Directives >>
A. In the OOM error thread, what value is spark.sql.shuffle.partitions set to?
B. Please change "cores" to "threads" in the OOM error thread between "2019-09-07 Thread Ankit" and "data based key.", inclusive, and write out that span with the change made.

Document extract >>
━━━━━━━━━━

Re: OOM Error

2019-09-07 Thread Ankit Khettry
Sure folks, will try later today!

Best Regards
Ankit Khettry

On Sat, 7 Sep, 2019, 6:56 PM Sunil Kalra,  wrote:

> Ankit
>
> Can you try reducing number of cores or increasing memory. Because with
> below configuration your each core is getting ~3.5 GB. Otherwise your data
> is skewed, that one of cores is getting too much data based key.
>
> spark.executor.cores 6 spark.executor.memory 36g
>
> On Sat, Sep 7, 2019 at 6:35 AM Chris Teoh  wrote:
>
>> It says you have 3811 tasks in earlier stages and you're going down to
>> 2001 partitions, that would make it more memory intensive. I'm guessing the
>> default spark shuffle partition was 200 so that would have failed. Go for
>> higher number, maybe even higher than 3811. What was your shuffle write
>> from stage 7 and shuffle read from stage 8?
>>
>> On Sat, 7 Sep 2019, 7:57 pm Ankit Khettry, 
>> wrote:
>>
>>> Still unable to overcome the error. Attaching some screenshots for
>>> reference.
>>> Following are the configs used:
>>> spark.yarn.max.executor.failures 1000 spark.yarn.driver.memoryOverhead
>>> 6g spark.executor.cores 6 spark.executor.memory 36g
>>> spark.sql.shuffle.partitions 2001 spark.memory.offHeap.size 8g
>>> spark.memory.offHeap.enabled true spark.executor.instances 10
>>> spark.driver.memory 14g spark.yarn.executor.memoryOverhead 10g
>>>
>>> Best Regards
>>> Ankit Khettry
>>>
>>> On Sat, Sep 7, 2019 at 2:56 PM Chris Teoh  wrote:
>>>
>>>> You can try, consider processing each partition separately if your data
>>>> is heavily skewed when you partition it.

━━━━━━━━━━

Dataset >>
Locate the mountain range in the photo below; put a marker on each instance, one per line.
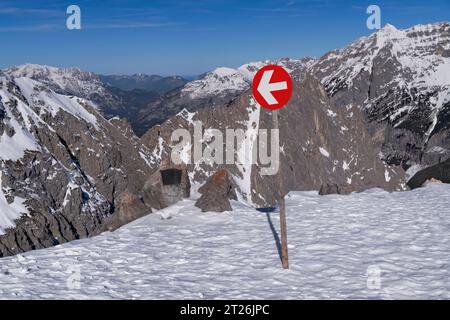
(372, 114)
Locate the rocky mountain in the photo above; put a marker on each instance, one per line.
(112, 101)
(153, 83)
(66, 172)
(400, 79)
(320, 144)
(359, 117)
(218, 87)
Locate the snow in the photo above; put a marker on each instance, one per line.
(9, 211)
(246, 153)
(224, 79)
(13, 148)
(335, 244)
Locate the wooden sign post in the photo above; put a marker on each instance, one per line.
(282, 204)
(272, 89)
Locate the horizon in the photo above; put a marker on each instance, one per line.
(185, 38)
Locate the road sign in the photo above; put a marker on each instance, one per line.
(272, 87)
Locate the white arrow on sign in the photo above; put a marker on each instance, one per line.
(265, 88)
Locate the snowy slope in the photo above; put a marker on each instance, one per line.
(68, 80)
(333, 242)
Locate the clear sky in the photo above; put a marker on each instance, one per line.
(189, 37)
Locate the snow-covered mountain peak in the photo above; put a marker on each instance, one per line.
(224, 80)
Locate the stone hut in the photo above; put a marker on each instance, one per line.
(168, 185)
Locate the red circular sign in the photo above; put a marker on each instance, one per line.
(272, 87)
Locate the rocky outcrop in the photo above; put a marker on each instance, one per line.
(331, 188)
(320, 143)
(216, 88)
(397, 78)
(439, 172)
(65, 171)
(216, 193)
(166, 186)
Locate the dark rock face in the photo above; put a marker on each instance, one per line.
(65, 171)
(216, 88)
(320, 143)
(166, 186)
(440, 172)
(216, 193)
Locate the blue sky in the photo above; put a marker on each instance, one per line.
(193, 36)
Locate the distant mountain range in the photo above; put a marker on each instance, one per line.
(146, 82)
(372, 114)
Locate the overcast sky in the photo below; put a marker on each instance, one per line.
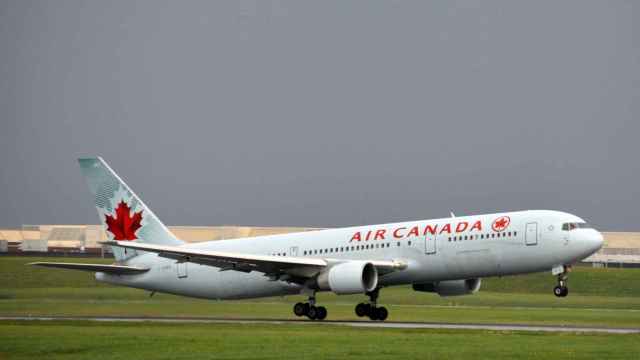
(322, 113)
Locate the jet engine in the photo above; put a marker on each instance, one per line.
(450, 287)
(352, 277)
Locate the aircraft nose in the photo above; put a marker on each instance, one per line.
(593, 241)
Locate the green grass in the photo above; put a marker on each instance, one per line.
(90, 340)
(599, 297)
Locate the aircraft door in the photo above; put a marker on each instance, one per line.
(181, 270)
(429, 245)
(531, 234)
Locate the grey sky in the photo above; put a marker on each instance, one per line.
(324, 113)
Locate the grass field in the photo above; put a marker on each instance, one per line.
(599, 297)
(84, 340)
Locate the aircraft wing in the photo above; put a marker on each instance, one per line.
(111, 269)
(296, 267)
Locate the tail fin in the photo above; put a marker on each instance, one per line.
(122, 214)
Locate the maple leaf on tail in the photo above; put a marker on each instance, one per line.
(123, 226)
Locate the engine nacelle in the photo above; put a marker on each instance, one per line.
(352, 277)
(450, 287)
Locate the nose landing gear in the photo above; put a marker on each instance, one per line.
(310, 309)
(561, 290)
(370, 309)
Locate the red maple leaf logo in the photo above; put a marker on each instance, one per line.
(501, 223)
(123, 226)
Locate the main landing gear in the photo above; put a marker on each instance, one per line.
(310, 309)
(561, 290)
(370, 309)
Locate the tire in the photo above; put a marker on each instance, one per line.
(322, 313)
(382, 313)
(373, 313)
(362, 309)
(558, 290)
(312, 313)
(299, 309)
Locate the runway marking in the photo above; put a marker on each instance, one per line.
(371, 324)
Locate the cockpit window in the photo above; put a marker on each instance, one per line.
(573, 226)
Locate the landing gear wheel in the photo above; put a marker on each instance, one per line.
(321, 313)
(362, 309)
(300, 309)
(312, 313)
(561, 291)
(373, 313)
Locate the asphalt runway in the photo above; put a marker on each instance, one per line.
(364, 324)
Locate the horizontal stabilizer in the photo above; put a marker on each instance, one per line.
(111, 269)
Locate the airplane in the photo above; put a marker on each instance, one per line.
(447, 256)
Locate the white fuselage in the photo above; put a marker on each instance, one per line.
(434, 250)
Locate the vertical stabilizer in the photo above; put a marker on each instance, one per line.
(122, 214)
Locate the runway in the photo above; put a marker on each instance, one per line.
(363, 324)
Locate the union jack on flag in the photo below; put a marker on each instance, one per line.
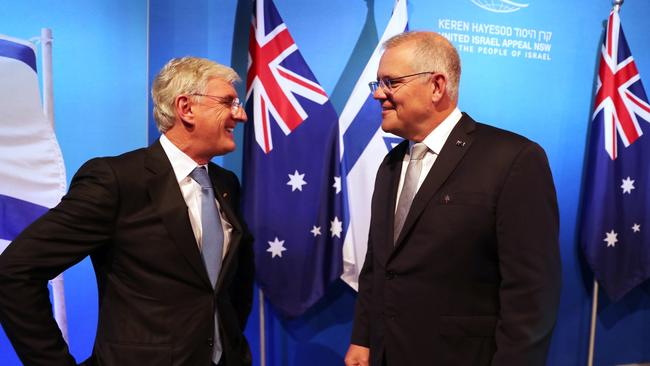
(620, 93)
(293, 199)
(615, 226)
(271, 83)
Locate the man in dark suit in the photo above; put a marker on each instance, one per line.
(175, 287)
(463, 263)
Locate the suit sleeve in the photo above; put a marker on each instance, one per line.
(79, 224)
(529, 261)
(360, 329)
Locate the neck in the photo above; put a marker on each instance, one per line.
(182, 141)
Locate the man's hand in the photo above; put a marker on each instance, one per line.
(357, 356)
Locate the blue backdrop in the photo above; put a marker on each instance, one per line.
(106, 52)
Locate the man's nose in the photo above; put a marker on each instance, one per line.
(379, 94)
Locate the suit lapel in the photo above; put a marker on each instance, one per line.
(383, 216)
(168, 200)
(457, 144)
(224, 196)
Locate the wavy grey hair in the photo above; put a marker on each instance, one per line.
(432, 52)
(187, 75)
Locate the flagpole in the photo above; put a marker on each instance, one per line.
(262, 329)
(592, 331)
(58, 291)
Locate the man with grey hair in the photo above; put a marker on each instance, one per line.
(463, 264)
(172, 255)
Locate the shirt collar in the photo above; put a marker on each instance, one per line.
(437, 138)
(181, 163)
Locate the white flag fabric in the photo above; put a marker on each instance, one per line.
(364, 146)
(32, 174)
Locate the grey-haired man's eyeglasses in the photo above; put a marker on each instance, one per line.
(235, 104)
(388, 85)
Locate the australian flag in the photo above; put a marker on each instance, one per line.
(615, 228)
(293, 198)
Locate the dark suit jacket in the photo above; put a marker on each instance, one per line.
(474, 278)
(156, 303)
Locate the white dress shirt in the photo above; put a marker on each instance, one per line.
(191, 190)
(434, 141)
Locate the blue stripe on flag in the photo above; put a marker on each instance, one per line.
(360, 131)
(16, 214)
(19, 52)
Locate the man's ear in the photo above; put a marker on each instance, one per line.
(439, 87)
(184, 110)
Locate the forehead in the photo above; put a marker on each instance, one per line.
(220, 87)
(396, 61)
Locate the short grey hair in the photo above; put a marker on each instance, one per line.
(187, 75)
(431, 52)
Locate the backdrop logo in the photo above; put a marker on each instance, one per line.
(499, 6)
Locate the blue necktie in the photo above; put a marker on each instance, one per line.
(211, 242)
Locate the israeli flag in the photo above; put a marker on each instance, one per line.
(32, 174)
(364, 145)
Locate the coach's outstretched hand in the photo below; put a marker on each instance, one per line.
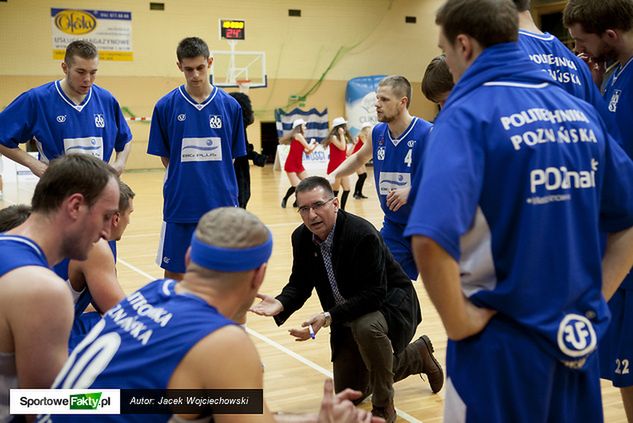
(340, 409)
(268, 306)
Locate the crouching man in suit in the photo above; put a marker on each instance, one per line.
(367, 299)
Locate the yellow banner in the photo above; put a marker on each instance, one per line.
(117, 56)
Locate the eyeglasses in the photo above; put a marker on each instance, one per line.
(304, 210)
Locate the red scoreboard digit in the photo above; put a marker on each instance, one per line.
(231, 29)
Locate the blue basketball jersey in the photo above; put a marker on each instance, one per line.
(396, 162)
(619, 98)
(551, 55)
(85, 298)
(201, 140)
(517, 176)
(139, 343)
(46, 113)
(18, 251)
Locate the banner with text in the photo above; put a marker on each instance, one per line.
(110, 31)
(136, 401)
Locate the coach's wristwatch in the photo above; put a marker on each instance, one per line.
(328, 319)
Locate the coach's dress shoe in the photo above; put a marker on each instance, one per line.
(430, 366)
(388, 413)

━━━━━━━━━━

Responses for each task >>
A. 2001

B.
2019-09-07 Thread Ankit Khettry
Sure folks, will try later today!

Best Regards
Ankit Khettry

On Sat, 7 Sep, 2019, 6:56 PM Sunil Kalra,  wrote:

> Ankit
>
> Can you try reducing number of threads or increasing memory. Because with
> below configuration your each core is getting ~3.5 GB. Otherwise your data
> is skewed, that one of threads is getting too much data based key.